● EXERCISE INSTRUCTIONS
Count the lines in the data below that contain the word "wooden". Reply with the number only.

Data records
## start

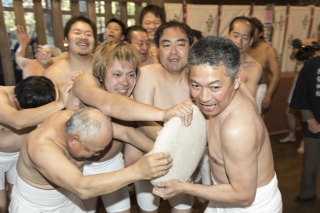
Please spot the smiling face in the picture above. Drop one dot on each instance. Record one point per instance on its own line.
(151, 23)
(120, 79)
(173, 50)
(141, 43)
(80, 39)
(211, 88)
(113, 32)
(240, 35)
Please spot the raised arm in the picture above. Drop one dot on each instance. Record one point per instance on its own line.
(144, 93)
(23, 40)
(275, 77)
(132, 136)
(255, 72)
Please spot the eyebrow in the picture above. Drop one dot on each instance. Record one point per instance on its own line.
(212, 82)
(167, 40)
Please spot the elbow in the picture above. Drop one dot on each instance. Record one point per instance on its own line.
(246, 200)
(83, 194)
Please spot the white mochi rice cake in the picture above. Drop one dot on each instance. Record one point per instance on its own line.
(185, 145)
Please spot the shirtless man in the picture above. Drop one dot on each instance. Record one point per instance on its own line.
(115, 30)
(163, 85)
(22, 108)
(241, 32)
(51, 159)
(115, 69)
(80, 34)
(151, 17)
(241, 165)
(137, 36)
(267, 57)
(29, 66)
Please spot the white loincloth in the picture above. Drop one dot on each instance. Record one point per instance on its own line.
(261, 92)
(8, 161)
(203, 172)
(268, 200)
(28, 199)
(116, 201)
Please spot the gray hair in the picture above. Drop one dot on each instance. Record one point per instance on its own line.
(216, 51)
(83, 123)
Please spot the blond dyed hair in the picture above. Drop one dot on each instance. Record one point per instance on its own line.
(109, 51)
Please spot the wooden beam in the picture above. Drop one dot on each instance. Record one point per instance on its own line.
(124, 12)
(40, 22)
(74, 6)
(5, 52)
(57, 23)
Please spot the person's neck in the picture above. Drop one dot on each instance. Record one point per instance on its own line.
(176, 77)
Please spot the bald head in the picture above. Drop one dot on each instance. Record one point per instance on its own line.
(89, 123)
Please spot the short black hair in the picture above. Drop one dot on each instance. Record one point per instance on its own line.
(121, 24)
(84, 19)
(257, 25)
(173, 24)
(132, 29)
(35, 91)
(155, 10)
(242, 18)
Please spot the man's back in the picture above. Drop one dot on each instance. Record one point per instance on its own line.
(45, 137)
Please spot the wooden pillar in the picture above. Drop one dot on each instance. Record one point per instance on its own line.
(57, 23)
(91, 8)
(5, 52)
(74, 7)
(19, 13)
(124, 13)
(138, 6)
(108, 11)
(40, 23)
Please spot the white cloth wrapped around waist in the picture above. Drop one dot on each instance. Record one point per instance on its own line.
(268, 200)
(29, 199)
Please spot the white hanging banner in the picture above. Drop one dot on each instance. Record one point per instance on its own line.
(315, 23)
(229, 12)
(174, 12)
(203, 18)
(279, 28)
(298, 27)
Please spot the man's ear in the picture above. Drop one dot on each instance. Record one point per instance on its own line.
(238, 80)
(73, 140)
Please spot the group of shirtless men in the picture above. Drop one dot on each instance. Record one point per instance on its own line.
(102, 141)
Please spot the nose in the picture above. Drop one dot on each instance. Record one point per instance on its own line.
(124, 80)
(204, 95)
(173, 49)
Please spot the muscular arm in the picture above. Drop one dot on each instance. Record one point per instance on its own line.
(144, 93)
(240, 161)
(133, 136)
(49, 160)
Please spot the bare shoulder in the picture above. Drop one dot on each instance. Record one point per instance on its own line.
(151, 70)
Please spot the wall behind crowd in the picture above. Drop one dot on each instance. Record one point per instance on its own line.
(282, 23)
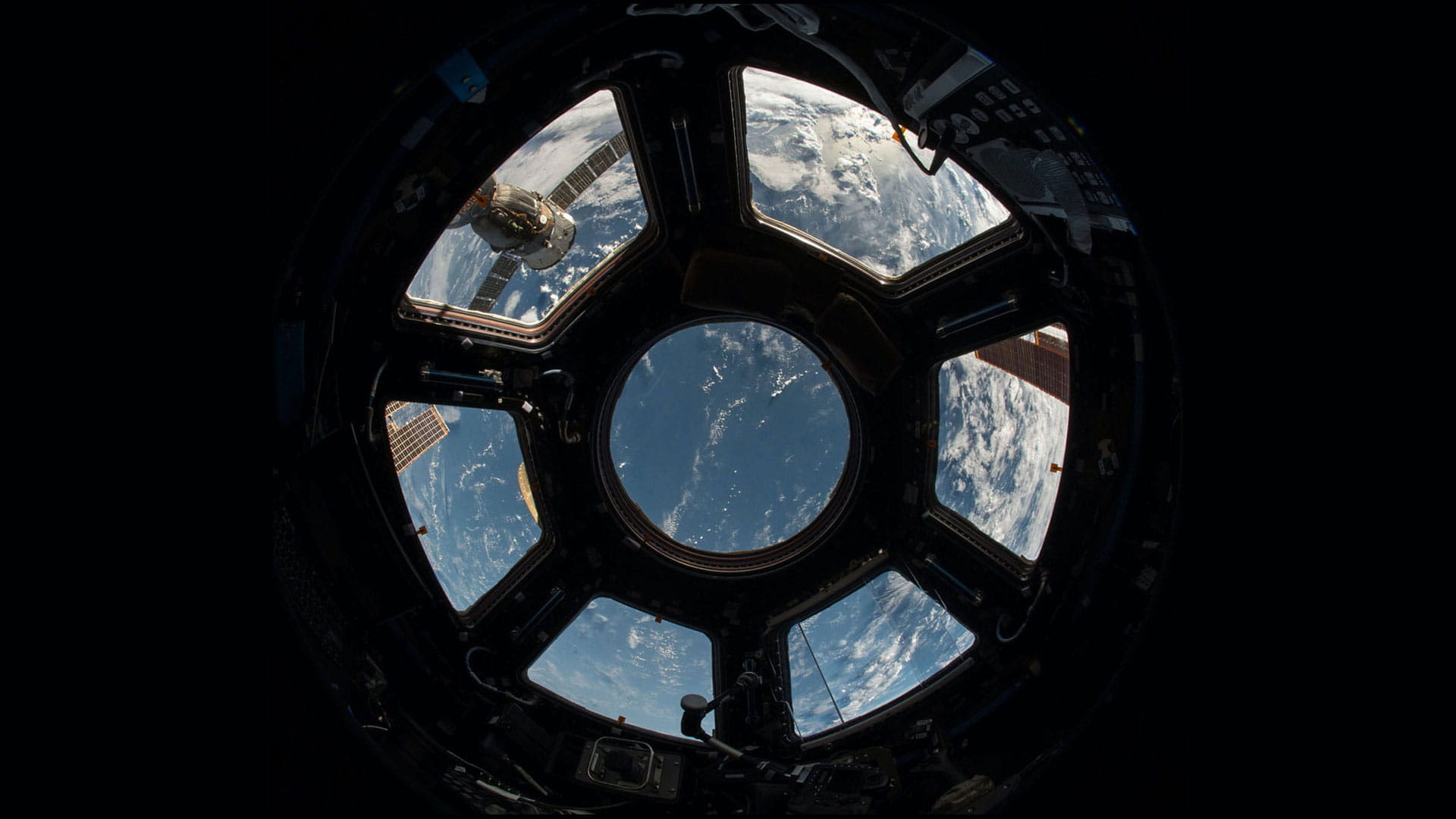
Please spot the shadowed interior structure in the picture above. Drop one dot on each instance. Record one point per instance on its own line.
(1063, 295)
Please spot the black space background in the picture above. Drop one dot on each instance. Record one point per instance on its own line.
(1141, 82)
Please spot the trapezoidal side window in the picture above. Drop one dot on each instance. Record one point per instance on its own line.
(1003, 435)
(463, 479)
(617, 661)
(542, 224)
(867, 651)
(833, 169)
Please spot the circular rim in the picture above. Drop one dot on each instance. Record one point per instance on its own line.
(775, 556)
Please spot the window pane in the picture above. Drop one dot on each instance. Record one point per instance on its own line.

## end
## start

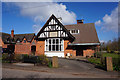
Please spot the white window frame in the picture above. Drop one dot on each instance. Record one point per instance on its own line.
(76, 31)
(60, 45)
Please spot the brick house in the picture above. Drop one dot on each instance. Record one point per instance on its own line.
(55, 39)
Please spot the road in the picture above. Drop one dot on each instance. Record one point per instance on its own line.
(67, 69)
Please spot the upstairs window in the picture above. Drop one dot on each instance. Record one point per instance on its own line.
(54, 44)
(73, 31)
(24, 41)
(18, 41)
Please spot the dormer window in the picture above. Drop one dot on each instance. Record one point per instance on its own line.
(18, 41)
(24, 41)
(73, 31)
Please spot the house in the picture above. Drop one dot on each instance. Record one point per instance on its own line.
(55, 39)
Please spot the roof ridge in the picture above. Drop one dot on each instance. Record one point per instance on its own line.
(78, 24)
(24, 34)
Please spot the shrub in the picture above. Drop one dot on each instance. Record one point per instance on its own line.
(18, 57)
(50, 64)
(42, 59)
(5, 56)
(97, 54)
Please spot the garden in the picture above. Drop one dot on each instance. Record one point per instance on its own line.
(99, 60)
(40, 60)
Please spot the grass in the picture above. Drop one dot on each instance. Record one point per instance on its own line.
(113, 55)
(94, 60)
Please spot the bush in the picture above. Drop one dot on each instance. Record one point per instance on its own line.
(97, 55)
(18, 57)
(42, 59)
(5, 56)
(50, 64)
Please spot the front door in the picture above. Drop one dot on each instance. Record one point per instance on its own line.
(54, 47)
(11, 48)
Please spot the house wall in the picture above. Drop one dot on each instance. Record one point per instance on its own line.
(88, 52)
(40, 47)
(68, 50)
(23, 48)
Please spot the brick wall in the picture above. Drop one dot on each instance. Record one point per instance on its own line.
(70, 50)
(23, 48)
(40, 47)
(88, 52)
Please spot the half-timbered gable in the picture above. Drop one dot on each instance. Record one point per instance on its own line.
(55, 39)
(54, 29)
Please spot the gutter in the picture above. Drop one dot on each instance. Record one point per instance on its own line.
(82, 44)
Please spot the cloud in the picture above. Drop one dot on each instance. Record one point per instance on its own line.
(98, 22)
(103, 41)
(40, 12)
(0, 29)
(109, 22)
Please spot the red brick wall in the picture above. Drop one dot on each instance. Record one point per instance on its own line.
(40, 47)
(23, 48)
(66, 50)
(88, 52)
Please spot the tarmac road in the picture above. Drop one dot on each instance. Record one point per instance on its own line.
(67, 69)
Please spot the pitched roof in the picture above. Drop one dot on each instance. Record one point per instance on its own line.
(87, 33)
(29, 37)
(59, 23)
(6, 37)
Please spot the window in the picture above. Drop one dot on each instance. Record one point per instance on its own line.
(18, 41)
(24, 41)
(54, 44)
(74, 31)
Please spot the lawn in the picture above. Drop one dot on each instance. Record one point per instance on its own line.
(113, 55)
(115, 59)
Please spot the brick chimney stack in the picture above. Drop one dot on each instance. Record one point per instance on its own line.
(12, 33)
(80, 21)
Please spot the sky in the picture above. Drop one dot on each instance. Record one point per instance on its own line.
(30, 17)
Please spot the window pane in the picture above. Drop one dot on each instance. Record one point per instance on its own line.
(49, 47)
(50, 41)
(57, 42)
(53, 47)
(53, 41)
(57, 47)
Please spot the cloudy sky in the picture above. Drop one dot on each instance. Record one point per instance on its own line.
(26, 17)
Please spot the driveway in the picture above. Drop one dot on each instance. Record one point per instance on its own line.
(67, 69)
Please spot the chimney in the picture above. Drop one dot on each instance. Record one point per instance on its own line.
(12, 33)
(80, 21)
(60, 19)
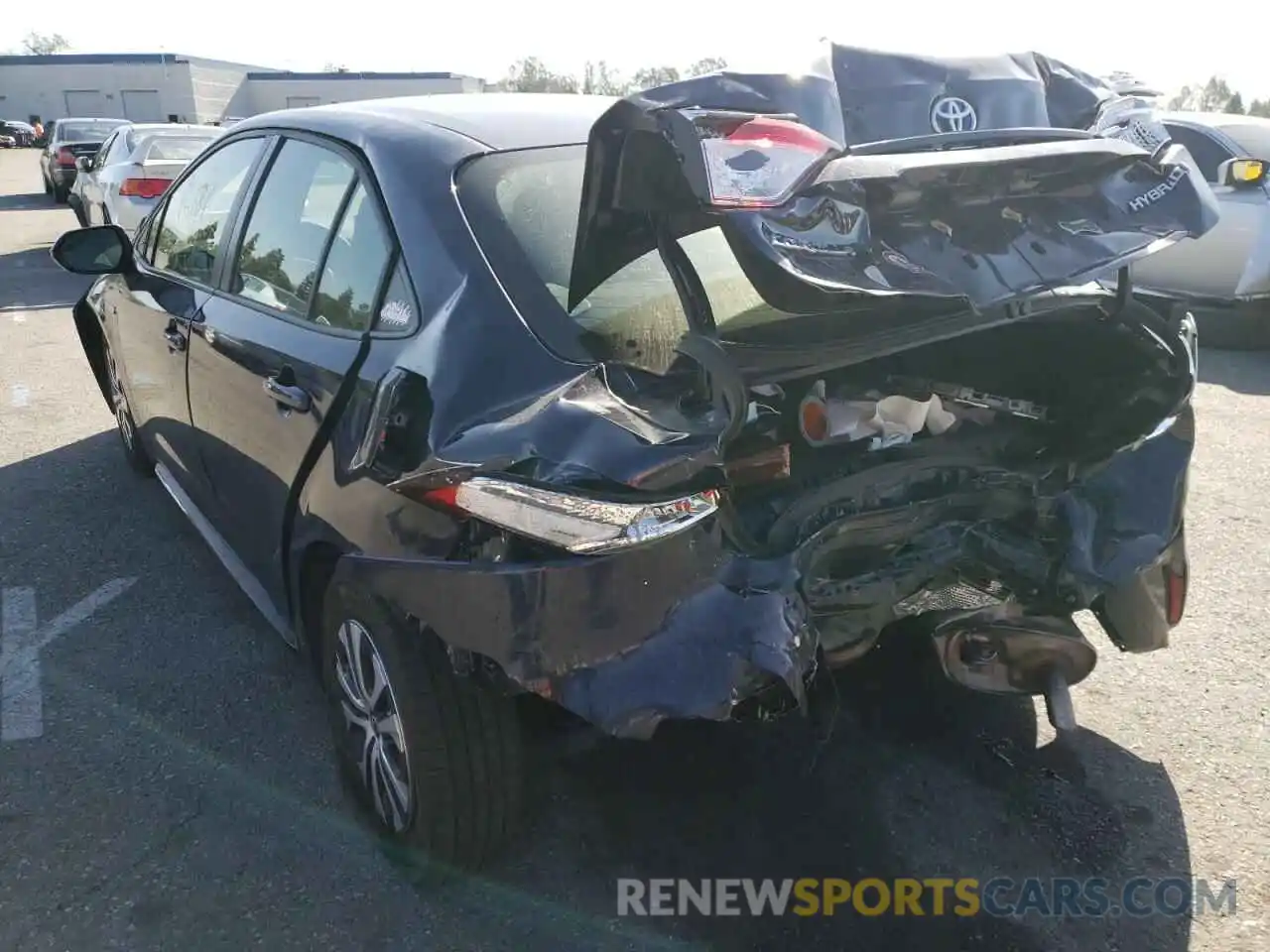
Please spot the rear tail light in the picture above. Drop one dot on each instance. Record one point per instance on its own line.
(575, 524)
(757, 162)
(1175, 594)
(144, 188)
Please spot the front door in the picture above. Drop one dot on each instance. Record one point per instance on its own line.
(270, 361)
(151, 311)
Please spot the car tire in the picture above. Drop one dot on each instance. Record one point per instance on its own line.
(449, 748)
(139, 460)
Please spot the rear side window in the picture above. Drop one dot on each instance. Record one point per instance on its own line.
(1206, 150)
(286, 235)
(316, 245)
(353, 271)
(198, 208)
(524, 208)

## end

● SOLUTION TO THE EXERCISE
2